■ Set problem ■
Revise every item below by replacing "a pin for each instance" with "one point per instance" and leaving all other text unchanged. Omit the pictures from your answer.

------------

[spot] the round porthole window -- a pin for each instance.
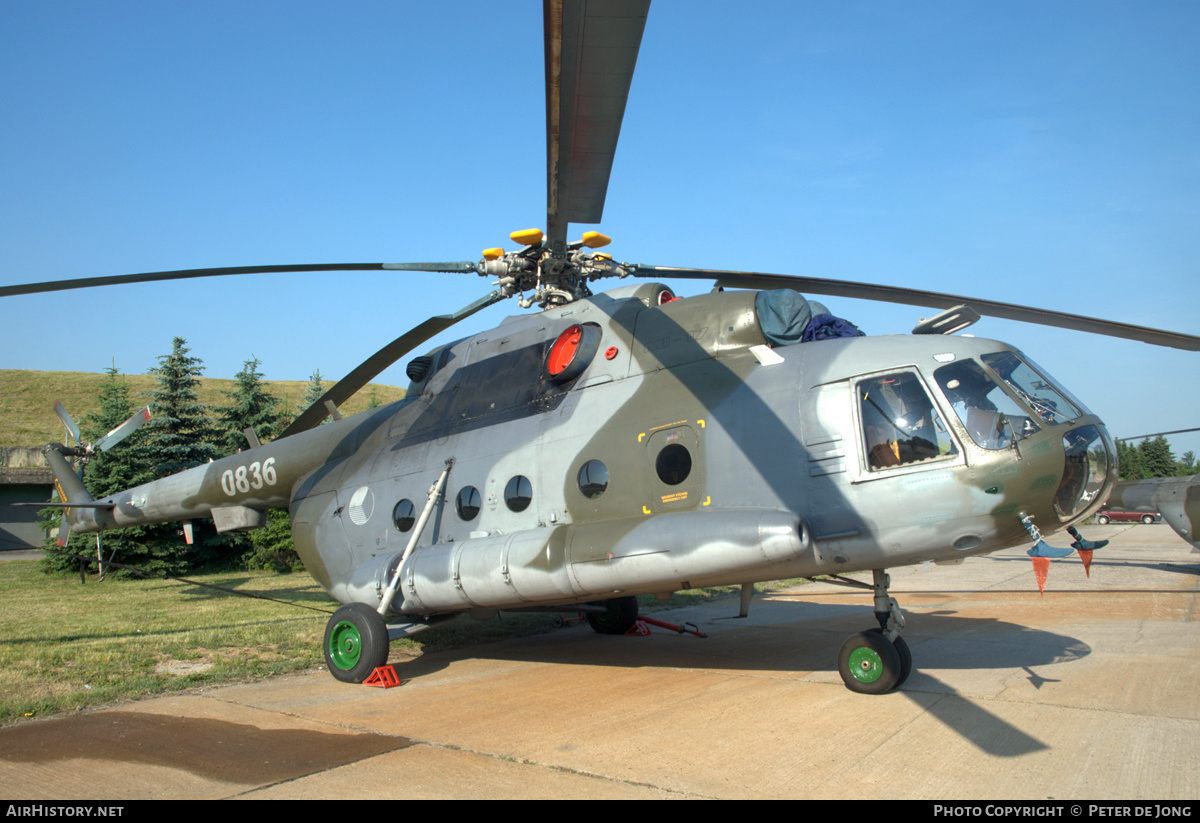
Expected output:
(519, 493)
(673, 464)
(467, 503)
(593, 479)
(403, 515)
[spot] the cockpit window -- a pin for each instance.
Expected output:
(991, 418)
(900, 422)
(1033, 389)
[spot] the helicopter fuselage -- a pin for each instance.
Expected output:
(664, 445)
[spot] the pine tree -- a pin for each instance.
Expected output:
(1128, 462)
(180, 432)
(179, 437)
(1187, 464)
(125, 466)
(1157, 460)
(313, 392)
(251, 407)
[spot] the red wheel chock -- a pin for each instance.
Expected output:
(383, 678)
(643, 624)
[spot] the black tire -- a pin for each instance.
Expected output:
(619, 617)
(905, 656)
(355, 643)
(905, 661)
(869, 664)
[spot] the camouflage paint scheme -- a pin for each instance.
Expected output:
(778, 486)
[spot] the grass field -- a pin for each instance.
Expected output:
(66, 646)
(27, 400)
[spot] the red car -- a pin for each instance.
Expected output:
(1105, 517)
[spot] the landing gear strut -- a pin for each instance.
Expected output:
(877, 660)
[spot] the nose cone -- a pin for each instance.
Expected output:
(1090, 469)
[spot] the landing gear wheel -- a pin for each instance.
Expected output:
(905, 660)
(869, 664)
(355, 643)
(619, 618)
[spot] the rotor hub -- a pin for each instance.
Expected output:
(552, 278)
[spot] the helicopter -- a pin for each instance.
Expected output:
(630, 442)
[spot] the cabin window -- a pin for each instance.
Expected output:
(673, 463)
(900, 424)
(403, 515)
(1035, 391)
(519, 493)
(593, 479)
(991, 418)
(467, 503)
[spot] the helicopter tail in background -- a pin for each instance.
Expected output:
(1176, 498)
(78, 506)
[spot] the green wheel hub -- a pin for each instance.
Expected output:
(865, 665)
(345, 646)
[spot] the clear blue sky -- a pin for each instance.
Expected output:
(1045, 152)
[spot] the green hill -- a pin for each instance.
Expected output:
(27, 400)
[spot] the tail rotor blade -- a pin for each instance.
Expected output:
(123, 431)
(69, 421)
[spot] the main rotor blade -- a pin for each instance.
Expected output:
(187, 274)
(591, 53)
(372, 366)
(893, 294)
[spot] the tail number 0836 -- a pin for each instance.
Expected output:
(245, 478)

------------

■ Exercise response ■
[spot] the round porthole window -- one point per instance.
Expected output:
(519, 493)
(673, 464)
(467, 503)
(593, 479)
(403, 515)
[spot] the cockpit window -- one point per instance.
Expected output:
(991, 418)
(900, 422)
(1033, 389)
[spot] the helicopter fuselage -- one point per instance.
Expected output:
(664, 445)
[spot] the pine tree -- one point per instance.
Expected output:
(1128, 462)
(180, 432)
(179, 437)
(1187, 464)
(125, 466)
(1157, 460)
(313, 392)
(251, 407)
[spot] the red wheel chock -- one point per instance.
Expected output:
(383, 678)
(643, 624)
[spot] the black tire -- one point per instance.
Expected output:
(619, 617)
(905, 656)
(355, 643)
(905, 661)
(869, 664)
[spot] the camouflage paint scheme -- one point per instance.
Expected output:
(778, 486)
[spot] the grass field -- one point per instance.
Expected output:
(66, 646)
(27, 400)
[spot] the red car -- one point per instance.
Expected output:
(1105, 517)
[spot] the landing gear strut -- one point per instance.
Expected output:
(877, 660)
[spot] the nose cone -- one point per instance.
Expected output:
(1090, 469)
[spot] the landing gear wheel -- one point per instance.
Expected output:
(905, 660)
(869, 664)
(355, 643)
(619, 618)
[spot] the rotor hub -- one point per instance.
Expected output:
(552, 278)
[spot] the helicopter -- one point per instance.
Expected output:
(630, 442)
[spot] the cabin window -- one point per instance.
Expected output:
(673, 463)
(900, 424)
(403, 515)
(1035, 391)
(519, 493)
(593, 479)
(991, 418)
(467, 503)
[spot] the helicopter tail in background -- one point per instance.
Expected output:
(1176, 498)
(78, 506)
[spot] the green wheel hub -- one point per instance.
Expected output:
(865, 665)
(345, 646)
[spot] the clear blue sky -- one point per instance.
Expected output:
(1045, 152)
[spot] the green hill -- one point per instance.
Expected output:
(27, 400)
[spot] the tail rotor blade -- one point per instance.
Expected output:
(123, 431)
(69, 421)
[spot] the main rotor blade -- one point per instance.
Expected output:
(187, 274)
(591, 53)
(372, 366)
(893, 294)
[spot] the tail number 0836 -- one point per instance.
Expected output:
(245, 478)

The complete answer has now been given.